** Opening MATERIAL FOR THE TASK block **

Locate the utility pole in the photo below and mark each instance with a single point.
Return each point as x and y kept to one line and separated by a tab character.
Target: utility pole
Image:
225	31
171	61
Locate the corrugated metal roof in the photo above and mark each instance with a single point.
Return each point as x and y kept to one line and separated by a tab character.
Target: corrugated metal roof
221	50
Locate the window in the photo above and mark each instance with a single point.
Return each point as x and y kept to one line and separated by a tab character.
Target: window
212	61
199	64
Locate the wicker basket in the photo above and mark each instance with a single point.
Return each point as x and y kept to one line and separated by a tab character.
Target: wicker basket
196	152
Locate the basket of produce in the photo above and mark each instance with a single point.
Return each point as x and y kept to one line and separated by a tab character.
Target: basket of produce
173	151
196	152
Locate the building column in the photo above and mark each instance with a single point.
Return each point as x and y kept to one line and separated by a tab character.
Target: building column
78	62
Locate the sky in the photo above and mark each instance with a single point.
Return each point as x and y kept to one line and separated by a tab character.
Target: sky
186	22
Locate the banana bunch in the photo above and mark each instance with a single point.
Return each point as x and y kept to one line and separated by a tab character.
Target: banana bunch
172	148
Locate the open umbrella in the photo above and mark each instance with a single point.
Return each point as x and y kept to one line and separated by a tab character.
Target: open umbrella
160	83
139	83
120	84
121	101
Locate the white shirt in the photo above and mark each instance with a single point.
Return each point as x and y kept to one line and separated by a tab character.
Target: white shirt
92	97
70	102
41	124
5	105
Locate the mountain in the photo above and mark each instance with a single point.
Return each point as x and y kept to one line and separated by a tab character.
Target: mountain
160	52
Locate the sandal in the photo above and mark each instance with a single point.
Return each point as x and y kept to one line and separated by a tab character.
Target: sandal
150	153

** Closing MATERIAL FOR THE TASK block **

▶ TO DO:
Copy out the full listing so that each line matches exactly.

▶ REPLY:
Locate the utility pole in the photo below and mark each instance with a single point.
Return each point as x and y kept to one line and separated by a tab character.
Target: utility pole
Image:
225	31
171	61
Locate the corrugated metal roof in the photo above and mark each instance with a single point.
Return each point as x and y kept to one line and separated by a tab character.
Target: corrugated metal roof
221	50
Locate the window in the photo above and mark each instance with a single point.
Return each point as x and y kept to one line and separated by a tab character.
Target: window
212	61
199	64
Locate the wicker basket in the photo above and mark each instance with a single point.
Return each point as x and y kept to one line and separated by a tab character.
Target: wicker basket
196	152
Locate the basket of produce in the photo above and mark each instance with a single point.
Return each point as x and y kept to one line and separated by a tab character.
Target: basket of produce
173	151
196	152
Locate the building column in the photo above and mark each instance with a single point.
Return each point as x and y kept to one line and separated by a tab character.
Target: building column
78	62
Locate the sky in the photo above and mark each instance with a single point.
Return each point as x and y kept to one line and separated by a tab character.
Target: sky
186	22
Locate the banana bunch in the photo above and mark each instance with a single point.
Return each point as x and y kept to one line and separated by a tab character.
Target: banana bunch
172	148
Locate the open umbrella in the photo above and mark each instance with a single point.
Return each point as x and y kept to one line and separated by a tab character.
Target: open umbrella
160	83
139	83
120	84
121	101
Locate the white shirt in the photo above and mark each instance with a single point.
Return each point as x and y kept to one line and separated by a tab character.
Target: white shirt
92	97
70	102
41	124
5	105
Locate the mountain in the photo above and mark each instance with a single point.
Return each point as x and y kept to one line and separated by a tab character.
Target: mountain
160	52
Locate the sandal in the photo above and mark each instance with a single point.
Return each point as x and y kept to one line and separated by a tab character.
Target: sandal
150	153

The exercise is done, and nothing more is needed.